## ABOUT THIS TASK
Carry on the memorial post about a grandfather, with its reader comments, from the point where it stops.

You did everything you could to make our privileged, happy lives possible: you ran and hid from Japanese soldiers during the War; you fled your small Teochew village to Hong Kong to pursue a better life; you endured and fought bitter poverty without ever being bitter about it; you worked hard at several jobs; you pushed your children in all the right ways; you followed your eldest children to a cold, foreign place; you took away the need for paid daycare by turning your suburban semi-detached into a place for goofy grandchildren; you loved us all in your quiet way right till the end.

I miss you so much already. May you rest in peace.

9 Responses:

  1. Leslie Says:

    Oh my gosh. I’m so sorry to hear about your grandfather’s passing. It seems like he has left behind a wonderful legacy.

    Take care of yourself, stay strong, and continue to find comfort in the love/support of your family.

  2. gino Says:

    Easy for me to say don’t grieve, but, remember what we have been taught: the Ancestors are all around us, with us all the time, we ask for their intercession on our behalf, we remember them and keep their presence close to us . . . . He lived a good life in this world, and now looks upon us from the realm of those who have gone before us. It’s up to us to keep that connection alive.

  3. reesie Says:

    The way it happened is the way it happened. Don’t agonize over would’ve, should’ve, could’ve. That’s not what your gunggung would have wanted. I think he looked back on his life and the decisions he made and did not regret anything. He saw his family loving him and supporting him and felt at peace. I send you much love in your time of pain and grief. Know that he smiles on you.

  4. Surabhi Says:

    My thoughts are with you dear. Let it all out.

  5. gnome G Says:

    Oh Adrienne! I am so very sorry to hear of your grandfather’s passing. This post spoke to me on a very real level…I remember going through a similar time with my paternal grandfather. I’m tearing up for you and your family’s loss. Your post was a wonderful tribute to the wonderful man you were lucky to have for your Gung Gung.

    Hugs to you. I’m sorry.

## ENTRIES SHOWN
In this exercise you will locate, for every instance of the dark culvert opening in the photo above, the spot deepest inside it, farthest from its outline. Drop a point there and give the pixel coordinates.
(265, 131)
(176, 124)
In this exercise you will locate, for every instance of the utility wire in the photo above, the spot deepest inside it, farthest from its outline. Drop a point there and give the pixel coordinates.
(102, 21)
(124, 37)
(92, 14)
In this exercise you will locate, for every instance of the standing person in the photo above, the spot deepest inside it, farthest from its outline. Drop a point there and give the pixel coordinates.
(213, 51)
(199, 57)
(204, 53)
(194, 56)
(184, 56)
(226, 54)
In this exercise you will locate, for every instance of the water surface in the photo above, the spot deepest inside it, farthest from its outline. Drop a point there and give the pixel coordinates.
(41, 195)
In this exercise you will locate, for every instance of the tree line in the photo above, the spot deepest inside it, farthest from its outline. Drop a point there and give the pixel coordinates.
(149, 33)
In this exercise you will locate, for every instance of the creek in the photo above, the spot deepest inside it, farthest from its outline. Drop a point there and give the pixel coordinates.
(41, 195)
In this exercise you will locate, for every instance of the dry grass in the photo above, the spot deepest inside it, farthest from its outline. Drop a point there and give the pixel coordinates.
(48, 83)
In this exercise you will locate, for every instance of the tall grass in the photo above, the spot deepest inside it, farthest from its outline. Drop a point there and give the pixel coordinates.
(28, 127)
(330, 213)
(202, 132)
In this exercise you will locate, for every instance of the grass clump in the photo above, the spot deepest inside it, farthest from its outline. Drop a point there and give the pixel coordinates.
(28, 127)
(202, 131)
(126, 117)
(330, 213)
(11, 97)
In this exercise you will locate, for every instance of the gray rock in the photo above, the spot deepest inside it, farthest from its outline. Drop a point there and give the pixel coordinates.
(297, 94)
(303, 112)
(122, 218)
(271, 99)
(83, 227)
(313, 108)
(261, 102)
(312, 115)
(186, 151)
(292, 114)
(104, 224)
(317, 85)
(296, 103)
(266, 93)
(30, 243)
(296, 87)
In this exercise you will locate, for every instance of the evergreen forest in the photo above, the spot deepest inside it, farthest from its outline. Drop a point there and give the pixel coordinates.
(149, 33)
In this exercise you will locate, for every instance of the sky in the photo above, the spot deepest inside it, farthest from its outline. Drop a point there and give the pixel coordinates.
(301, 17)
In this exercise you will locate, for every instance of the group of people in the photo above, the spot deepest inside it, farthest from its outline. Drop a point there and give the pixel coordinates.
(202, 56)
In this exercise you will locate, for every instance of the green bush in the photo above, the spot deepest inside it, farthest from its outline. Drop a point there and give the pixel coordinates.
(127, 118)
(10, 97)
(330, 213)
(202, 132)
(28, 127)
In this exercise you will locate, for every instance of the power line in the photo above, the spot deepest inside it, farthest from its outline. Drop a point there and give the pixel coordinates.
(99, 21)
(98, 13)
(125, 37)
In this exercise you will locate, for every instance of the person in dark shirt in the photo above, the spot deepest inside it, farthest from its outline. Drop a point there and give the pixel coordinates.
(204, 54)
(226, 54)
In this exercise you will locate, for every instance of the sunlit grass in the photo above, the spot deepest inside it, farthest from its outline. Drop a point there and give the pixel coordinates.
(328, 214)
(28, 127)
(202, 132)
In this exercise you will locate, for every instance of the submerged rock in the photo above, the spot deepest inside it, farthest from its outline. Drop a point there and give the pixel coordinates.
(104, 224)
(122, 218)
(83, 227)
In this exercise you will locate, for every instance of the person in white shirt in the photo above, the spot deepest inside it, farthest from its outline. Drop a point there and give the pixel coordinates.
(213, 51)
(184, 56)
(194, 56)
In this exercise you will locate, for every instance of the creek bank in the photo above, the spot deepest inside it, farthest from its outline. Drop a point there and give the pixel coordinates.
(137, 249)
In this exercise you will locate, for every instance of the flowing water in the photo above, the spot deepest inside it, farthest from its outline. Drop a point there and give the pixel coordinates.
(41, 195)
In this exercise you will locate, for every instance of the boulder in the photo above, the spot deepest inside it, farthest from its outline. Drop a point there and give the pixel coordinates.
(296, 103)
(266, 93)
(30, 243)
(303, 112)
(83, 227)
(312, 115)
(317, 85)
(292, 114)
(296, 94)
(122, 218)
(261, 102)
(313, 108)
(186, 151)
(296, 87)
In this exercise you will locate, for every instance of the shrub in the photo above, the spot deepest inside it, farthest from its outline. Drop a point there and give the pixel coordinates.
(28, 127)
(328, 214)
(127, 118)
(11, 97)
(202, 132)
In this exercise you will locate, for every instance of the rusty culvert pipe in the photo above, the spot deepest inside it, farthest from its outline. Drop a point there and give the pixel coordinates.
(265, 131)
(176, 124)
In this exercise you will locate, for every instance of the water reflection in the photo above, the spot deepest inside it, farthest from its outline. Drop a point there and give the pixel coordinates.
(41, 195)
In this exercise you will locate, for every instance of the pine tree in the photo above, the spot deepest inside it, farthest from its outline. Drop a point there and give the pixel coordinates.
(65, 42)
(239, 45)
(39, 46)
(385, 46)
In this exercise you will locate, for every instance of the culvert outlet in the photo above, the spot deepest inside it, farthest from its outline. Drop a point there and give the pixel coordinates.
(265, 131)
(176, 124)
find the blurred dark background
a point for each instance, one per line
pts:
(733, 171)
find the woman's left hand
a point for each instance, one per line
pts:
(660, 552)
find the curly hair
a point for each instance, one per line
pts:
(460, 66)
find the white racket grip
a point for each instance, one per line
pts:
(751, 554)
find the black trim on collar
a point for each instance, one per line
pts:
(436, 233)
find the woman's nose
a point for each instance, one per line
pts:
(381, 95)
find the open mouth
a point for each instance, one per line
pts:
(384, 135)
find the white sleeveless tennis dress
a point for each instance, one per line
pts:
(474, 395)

## ANSWER TO THIS PROBLEM
  6. kooletz Says:

    oh no ..i’m so sorry. 🙁 i remember feeling the exact same way when my grandmother passed away. i wish you comfort, stength and peace in this trying time. take care

  7. red wings Says:

    i’m so sorry… you know he’s in a better place now, but at the same time you just wish he was here anyway…

    my condolences…

    as for your trip to nyc next week, i only feel comfrotable recommending three things: shopping, food and gay bars. The last i’m not sure how interested you’ll be in. hahaha. Foodwise, standouts in my head include: Tia Pol, D’or Ahn, Asia de Cuba, Joe’s Shanghai, Hasaki, takahachi, green boa, momofuku, samalitas, trader joe’s and a bunch of other places depending on how much i willing to spend. Shopping wise lower east side and meat packing for relatively expensive high design items. well hopefully you’ll let me know when you do get here, even meet me for drinks if you would like. hope that helps!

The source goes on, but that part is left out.